Pointing and labeling entries

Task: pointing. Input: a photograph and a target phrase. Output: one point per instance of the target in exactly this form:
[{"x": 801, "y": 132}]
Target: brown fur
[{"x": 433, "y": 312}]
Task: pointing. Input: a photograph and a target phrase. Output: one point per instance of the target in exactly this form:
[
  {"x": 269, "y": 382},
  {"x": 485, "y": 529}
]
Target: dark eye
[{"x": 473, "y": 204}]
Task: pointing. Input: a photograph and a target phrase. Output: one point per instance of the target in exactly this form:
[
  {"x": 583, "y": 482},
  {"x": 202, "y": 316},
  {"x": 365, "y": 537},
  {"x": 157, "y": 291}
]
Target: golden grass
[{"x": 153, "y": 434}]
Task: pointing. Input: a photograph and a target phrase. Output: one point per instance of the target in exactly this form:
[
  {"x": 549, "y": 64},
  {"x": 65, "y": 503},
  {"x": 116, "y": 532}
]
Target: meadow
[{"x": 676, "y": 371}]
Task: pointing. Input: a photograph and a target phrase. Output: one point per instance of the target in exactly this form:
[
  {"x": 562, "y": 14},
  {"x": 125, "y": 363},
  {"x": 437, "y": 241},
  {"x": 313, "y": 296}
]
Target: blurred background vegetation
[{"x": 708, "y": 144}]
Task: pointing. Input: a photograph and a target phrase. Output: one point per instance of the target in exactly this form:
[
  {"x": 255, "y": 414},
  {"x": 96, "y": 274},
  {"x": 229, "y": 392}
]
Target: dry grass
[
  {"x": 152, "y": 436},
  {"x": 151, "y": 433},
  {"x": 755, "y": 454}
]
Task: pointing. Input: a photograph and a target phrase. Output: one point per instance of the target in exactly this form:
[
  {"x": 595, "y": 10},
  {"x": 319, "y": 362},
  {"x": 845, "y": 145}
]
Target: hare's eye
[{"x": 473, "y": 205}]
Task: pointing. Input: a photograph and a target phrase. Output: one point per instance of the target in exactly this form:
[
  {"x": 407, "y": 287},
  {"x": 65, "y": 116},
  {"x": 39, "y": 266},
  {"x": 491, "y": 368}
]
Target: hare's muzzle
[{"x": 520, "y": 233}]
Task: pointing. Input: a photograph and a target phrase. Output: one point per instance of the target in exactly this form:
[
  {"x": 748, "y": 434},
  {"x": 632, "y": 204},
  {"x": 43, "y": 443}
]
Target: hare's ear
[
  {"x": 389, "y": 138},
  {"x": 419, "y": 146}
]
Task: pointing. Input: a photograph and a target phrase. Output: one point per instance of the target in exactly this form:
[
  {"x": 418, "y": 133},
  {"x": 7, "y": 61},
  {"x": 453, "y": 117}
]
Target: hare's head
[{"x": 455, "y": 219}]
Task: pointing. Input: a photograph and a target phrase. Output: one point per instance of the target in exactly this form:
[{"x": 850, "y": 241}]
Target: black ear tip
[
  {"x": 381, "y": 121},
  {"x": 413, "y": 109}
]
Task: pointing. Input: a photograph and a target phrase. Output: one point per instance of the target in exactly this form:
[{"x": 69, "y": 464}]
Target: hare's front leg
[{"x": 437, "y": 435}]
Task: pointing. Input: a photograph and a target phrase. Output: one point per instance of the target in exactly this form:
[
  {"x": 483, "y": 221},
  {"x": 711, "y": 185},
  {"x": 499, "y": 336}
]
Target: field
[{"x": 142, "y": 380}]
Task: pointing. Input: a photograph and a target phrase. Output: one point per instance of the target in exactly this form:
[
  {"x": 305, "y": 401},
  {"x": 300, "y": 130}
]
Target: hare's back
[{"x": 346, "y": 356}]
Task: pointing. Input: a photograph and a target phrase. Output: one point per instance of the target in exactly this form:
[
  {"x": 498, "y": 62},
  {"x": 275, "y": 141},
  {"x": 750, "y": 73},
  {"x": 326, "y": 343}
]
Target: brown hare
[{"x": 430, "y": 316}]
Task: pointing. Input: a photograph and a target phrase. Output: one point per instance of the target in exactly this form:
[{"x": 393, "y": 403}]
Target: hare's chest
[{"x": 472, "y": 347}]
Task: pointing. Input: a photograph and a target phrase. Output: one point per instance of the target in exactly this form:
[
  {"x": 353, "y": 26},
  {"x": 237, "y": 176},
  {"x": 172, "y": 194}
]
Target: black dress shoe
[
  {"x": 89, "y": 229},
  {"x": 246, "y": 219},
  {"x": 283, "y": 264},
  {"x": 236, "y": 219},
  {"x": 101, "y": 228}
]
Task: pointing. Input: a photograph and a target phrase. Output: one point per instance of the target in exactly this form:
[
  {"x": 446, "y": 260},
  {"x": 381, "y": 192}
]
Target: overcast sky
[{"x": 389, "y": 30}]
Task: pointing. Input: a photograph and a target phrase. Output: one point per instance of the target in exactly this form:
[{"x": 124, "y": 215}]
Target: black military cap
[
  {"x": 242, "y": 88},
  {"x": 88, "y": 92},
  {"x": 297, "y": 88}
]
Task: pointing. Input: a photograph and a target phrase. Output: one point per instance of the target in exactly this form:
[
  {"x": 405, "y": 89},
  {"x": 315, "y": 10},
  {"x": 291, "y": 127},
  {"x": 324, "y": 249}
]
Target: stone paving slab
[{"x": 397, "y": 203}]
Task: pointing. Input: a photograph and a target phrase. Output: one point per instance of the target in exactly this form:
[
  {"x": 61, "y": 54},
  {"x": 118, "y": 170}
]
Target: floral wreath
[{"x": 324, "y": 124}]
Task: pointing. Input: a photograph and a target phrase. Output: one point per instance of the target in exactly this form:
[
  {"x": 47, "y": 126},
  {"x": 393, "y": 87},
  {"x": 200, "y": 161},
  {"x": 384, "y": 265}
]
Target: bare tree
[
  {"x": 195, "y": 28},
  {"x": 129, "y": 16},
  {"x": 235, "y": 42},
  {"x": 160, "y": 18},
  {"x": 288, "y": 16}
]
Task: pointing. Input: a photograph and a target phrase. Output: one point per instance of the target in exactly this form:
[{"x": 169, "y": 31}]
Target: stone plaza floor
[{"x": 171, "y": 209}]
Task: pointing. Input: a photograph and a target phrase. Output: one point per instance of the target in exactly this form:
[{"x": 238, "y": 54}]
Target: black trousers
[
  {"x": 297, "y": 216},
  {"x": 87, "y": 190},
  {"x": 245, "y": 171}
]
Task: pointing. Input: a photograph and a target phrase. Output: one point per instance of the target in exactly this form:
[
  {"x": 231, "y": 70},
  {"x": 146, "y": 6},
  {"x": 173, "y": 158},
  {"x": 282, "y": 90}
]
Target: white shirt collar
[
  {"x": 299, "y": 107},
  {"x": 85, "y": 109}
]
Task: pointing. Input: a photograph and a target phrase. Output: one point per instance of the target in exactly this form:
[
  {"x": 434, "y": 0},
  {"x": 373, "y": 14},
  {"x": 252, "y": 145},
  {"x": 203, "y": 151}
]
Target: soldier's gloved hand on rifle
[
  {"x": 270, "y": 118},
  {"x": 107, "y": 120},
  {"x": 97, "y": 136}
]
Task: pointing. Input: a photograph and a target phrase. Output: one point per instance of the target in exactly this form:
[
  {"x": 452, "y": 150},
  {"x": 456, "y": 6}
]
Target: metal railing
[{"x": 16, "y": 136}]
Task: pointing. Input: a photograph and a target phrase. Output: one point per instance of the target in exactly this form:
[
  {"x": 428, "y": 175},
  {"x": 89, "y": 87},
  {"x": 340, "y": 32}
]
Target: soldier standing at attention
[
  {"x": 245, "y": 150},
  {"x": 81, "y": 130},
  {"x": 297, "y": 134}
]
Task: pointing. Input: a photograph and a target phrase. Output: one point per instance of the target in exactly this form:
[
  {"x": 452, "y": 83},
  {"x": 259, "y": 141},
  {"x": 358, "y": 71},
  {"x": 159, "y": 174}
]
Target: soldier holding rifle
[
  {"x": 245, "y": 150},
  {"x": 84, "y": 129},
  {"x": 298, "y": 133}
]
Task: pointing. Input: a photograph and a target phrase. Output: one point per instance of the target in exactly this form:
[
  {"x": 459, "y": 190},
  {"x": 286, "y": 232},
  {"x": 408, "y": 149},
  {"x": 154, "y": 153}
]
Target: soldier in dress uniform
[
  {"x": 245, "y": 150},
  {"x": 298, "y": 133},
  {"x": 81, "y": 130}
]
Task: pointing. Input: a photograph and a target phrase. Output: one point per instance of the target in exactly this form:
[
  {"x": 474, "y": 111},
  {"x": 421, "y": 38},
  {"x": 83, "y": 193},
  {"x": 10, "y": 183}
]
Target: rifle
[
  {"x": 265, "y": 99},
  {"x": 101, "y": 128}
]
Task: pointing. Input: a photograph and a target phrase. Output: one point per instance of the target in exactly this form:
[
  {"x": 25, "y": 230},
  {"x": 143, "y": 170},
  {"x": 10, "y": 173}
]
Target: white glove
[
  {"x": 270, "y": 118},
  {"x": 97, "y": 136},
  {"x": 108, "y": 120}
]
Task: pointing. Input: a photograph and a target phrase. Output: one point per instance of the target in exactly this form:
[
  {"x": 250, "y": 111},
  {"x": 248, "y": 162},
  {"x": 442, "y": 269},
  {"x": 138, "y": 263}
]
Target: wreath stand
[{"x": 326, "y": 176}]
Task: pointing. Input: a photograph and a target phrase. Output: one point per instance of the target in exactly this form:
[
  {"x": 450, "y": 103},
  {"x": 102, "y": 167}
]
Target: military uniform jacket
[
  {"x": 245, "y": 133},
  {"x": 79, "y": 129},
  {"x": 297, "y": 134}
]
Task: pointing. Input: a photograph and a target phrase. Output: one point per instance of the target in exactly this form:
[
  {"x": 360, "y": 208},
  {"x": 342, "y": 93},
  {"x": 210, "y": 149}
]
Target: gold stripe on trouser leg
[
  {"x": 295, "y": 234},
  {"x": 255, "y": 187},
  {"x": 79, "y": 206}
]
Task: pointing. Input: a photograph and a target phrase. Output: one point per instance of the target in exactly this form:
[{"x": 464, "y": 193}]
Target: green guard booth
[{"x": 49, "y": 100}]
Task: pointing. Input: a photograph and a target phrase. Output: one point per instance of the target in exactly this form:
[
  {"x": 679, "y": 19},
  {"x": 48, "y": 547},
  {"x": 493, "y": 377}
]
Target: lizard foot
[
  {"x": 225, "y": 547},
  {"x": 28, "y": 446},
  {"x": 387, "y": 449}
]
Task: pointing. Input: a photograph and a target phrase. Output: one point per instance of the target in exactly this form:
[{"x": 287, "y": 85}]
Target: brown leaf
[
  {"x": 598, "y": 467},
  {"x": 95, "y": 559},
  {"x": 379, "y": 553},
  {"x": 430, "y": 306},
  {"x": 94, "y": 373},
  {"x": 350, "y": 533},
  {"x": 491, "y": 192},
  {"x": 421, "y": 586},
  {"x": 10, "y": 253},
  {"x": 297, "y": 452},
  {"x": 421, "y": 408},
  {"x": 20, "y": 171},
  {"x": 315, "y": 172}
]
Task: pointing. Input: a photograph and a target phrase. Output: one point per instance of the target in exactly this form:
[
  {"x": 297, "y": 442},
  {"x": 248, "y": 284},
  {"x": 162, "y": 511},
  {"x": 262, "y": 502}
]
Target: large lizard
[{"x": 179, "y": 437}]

Exercise aim
Show each line of the material above that contains the word "white", matching case exactly.

Worked solution
Target: white shirt collar
Target: white glove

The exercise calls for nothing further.